**Exercise brief**
List every line of the records below that contains the string "shirt". Matching is case-sensitive.
--
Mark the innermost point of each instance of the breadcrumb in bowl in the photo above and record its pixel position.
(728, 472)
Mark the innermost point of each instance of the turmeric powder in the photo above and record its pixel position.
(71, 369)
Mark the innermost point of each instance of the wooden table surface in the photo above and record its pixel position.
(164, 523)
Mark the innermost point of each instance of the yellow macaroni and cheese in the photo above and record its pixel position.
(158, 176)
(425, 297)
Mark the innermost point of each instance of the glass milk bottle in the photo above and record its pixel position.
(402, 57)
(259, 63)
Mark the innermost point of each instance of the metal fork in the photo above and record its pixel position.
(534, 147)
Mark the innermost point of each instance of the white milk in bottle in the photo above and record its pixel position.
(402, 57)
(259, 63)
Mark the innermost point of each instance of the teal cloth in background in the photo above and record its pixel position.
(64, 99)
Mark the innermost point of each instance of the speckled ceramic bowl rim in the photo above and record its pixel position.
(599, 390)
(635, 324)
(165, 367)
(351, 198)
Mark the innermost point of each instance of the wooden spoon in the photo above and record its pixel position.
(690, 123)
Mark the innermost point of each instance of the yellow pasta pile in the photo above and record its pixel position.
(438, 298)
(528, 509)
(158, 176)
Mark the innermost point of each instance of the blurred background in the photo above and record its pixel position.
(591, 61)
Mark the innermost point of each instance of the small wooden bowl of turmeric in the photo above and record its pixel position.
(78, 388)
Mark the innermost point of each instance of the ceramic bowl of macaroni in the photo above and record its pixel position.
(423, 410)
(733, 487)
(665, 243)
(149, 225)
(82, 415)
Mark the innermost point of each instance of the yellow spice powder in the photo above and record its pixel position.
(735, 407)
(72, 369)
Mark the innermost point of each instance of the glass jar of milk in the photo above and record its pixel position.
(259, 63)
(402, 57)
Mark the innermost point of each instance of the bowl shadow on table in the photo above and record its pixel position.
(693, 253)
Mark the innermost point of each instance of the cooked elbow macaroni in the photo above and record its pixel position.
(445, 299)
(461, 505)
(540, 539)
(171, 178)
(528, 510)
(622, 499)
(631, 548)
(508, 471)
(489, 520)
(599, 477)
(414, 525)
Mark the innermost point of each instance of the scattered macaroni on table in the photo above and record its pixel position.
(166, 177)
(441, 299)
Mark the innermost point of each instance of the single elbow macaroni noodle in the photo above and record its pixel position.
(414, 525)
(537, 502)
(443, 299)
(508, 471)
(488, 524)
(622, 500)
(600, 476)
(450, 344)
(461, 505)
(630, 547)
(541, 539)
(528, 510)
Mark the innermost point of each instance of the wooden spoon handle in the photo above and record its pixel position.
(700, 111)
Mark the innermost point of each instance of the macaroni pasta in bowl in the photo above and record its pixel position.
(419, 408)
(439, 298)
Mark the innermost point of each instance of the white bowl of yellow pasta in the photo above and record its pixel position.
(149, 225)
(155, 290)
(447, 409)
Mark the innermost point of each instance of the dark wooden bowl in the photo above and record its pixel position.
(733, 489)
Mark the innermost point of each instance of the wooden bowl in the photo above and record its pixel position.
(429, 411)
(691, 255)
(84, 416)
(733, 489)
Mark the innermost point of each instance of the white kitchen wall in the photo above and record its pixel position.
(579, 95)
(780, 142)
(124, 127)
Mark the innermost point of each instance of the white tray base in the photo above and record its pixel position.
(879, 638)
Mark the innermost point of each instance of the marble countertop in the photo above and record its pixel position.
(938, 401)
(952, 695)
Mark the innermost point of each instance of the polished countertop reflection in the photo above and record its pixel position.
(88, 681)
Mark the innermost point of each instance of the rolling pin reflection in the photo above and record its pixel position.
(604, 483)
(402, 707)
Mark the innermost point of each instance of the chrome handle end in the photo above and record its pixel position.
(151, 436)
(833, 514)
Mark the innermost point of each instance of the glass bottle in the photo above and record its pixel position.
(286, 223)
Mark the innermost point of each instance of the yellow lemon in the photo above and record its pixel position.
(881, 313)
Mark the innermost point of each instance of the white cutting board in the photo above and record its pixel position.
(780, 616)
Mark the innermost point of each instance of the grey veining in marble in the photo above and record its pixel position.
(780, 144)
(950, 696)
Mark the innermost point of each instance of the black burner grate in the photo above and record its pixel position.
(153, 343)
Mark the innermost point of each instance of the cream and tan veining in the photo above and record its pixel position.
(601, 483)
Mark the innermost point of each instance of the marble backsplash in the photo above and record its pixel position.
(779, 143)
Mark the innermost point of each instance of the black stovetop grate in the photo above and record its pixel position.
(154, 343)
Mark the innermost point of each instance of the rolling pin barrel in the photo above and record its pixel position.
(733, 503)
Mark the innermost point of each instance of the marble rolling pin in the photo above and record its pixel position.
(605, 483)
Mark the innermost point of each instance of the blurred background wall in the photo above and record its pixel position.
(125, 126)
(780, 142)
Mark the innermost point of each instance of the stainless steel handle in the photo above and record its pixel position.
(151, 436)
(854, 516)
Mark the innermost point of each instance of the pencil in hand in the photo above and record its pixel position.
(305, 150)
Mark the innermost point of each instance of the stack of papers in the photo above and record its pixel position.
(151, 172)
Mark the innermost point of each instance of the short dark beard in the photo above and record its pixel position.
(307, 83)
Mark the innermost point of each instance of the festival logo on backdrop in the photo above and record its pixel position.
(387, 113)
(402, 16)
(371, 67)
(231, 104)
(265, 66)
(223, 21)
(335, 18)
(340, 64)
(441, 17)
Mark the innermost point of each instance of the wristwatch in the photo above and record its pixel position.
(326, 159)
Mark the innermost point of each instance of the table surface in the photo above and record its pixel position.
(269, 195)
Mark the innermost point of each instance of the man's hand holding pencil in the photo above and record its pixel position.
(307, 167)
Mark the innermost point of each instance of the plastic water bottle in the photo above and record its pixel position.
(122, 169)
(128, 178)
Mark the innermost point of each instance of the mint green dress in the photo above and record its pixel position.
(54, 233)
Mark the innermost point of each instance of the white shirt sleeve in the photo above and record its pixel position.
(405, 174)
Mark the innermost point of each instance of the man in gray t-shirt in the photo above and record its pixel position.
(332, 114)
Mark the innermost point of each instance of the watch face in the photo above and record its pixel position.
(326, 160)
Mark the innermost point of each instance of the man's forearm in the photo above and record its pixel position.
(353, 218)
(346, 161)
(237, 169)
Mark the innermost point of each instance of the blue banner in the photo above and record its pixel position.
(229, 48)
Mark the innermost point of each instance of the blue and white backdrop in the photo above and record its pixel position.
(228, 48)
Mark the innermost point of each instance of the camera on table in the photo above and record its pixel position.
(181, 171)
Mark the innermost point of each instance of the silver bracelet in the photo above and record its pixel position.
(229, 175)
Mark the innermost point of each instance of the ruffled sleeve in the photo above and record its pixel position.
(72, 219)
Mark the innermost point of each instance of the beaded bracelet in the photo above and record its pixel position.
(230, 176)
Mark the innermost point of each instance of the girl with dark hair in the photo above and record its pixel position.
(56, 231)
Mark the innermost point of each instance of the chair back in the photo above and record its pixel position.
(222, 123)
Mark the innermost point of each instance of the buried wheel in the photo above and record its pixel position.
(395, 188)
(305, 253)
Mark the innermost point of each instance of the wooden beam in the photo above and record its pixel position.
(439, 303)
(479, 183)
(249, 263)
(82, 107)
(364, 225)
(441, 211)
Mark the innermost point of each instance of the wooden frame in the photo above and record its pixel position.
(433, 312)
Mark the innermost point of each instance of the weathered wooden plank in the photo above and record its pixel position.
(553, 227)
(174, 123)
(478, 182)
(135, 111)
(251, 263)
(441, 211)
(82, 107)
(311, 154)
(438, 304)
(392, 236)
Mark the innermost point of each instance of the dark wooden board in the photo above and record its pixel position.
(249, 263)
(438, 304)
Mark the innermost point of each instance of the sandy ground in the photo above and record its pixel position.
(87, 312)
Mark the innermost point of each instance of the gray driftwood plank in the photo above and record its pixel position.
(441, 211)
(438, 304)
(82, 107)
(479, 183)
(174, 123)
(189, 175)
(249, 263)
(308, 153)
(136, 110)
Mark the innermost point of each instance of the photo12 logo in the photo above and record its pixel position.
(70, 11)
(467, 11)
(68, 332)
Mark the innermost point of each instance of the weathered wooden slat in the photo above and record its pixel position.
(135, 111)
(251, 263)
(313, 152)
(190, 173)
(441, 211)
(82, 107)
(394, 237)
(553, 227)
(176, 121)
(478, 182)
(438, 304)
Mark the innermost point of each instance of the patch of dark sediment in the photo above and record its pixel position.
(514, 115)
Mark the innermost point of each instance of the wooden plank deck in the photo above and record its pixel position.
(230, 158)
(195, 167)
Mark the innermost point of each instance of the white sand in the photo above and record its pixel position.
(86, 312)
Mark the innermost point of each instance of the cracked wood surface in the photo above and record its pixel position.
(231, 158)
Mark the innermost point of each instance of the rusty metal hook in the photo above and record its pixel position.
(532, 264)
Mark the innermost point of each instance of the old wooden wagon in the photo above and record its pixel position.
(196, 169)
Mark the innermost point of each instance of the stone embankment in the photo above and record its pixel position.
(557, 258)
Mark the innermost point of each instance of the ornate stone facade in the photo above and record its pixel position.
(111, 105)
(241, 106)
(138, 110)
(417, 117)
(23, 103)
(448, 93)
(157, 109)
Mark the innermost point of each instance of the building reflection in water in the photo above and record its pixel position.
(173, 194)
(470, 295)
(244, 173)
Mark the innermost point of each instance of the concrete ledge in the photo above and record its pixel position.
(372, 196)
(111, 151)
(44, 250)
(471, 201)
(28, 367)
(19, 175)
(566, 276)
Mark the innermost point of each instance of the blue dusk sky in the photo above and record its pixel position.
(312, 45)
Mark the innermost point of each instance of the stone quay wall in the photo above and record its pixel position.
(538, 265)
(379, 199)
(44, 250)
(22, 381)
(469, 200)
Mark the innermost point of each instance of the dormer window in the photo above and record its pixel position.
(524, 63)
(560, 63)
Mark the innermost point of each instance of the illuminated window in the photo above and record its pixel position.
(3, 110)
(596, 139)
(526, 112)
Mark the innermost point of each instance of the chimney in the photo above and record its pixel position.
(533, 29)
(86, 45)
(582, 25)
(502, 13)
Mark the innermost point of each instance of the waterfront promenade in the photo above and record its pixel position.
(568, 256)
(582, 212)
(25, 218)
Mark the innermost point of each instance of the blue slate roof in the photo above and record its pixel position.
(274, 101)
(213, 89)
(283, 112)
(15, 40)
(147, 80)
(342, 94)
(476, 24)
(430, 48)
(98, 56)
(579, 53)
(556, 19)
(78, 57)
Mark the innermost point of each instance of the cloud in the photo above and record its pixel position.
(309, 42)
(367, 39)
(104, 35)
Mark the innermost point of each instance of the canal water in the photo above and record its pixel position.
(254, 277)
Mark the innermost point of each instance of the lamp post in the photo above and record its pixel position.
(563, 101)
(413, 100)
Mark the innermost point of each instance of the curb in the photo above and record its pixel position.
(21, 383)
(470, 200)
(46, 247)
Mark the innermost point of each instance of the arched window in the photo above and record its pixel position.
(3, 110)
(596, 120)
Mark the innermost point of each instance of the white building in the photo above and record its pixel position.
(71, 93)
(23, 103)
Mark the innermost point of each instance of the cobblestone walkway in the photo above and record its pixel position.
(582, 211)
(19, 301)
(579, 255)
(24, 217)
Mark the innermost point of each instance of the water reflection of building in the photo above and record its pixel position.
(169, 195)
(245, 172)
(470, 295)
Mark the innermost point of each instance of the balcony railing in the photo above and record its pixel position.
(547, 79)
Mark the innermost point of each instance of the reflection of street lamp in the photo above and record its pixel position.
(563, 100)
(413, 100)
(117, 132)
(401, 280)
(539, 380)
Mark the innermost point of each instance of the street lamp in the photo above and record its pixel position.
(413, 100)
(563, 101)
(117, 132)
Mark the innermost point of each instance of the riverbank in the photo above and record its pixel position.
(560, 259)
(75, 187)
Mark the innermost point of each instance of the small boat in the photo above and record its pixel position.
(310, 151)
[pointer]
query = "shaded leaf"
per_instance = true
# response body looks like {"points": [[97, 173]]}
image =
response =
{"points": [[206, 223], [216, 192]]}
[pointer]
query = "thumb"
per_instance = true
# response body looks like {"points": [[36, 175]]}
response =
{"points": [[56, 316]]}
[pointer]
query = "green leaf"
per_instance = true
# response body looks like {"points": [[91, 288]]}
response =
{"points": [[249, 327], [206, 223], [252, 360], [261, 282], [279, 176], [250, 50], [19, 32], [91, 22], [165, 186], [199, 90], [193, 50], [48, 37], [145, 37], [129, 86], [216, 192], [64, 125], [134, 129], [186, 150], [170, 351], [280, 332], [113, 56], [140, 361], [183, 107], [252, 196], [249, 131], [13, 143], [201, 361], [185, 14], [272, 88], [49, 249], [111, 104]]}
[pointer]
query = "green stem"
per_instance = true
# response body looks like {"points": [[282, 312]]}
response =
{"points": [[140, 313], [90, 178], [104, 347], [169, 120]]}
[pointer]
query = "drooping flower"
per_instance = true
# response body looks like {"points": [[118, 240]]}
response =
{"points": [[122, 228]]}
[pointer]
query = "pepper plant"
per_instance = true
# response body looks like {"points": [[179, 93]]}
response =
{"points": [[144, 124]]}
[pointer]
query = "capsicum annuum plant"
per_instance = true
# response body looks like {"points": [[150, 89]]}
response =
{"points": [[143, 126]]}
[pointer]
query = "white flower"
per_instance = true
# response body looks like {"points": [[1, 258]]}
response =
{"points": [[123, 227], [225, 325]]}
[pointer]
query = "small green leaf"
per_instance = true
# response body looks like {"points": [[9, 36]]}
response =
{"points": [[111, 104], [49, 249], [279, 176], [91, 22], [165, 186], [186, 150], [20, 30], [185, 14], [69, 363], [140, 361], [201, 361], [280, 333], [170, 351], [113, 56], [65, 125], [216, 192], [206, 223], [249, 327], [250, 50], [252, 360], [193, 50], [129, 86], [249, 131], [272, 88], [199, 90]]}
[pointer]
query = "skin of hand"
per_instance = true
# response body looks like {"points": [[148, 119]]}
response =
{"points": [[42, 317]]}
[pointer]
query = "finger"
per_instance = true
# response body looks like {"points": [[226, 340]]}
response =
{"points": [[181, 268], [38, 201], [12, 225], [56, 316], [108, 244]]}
--
**Result of the exercise**
Mark the innermost point of each instance of the white shirt sleeve in the photo above and record its pixel position.
Mark the innermost point of each instance of the man in gray t-shirt in the photo above and record its pixel position.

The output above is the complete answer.